* _Consigne_
Selon le texte sur les sursauts gamma, de quoi se compose l'alliage du semi-conducteur qui sert de détecteur ?

* _Texte à lire_
Un phénomène connu depuis 1969, les sursauts gamma (gamma ray bursts), intrigue notamment les chercheurs. Environ une fois par jour, des afflux majeurs de rayons gamma sont captés à divers endroits sur Terre. Au début, on attribuait ces afflux à des exercices nucléaires clandestins, jusqu’à ce que des recherches démontrent que leur origine était plutôt extraterrestre. «Ces explosions de rayons gamma se produisent à plusieurs milliards d’années-lumière et sont les événements les plus spectaculaires de l’Univers, explique le physicien. Une seule d’entre elles émet en quelques secondes plus d’énergie que ce que notre soleil est capable de produire durant toute son existence.»

Les détecteurs dont les chercheurs disposent actuellement peuvent mesurer l’intensité de ces explosions, mais leur origine n’est qu’approximative. Le système du professeur Hamel pourrait permettre de préciser cette orientation.


Des capteurs dans l’espace
La NASA a entrepris un imposant programme international de recherche qui aura pour objectif d’en apprendre davantage sur les rayons gamma. Elle envisage notamment d’équiper la Station spatiale internationale d’immenses capteurs, et c’est ici que le prototype mis au point à l’Université de Montréal pourrait jouer un rôle.

«Le capteur qui sera envoyé dans la station spatiale devra être capable d’enregistrer jusqu’à 10 000 signaux par seconde, mais ce défi ne pose plus vraiment de problème aujourd’hui. C’est à la provenance de ces signaux qu’il faut maintenant s’attaquer. C’est là que nous avons peut-être une longueur d’avance. Notre dispositif permet de produire une image du rayonnement gamma en indiquant sa direction ainsi que son énergie avec une grande précision.»

Le physicien soulève un rideau noir pour montrer la structure qui porte le prototype. Près du détecteur, il dépose une éprouvette contenant une source radioactive enfermée dans une gaine de métal qui laisse s’échapper un nombre limité de rayons. Sur l’écran de l’ordinateur juxtaposé, on voit des points lumineux apparaître de façon très évidente. «Le détecteur est un semi-conducteur composé d’un alliage de cadmium, de zinc et de tellure, explique le physicien. Sa particularité, c’est d’être très lourd pour absorber les rayons gamma, de fonctionner à la température ambiante et de présenter une marge d’erreur de moins de un millimètre.»

* _Données fournies_
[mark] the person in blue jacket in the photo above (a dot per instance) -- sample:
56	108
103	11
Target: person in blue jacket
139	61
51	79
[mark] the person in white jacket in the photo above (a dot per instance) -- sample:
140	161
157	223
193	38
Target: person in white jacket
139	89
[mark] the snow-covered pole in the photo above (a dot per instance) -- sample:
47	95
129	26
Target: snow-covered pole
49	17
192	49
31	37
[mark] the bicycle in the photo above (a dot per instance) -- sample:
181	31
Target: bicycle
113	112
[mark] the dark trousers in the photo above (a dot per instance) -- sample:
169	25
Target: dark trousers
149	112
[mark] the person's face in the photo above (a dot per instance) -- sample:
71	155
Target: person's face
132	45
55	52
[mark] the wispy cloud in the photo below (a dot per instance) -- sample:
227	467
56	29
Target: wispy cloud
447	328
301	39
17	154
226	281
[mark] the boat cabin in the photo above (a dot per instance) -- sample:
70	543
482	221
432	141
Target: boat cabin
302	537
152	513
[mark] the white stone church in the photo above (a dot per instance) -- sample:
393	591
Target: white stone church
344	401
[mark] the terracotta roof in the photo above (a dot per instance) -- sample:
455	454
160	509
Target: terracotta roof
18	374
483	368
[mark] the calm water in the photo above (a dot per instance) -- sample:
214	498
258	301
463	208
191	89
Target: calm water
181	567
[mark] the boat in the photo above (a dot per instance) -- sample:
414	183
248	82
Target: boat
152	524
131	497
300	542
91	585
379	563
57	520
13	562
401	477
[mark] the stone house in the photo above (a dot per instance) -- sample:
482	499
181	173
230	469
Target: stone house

* _Réponse_
Il se compose de cadmium, de zinc et de tellure.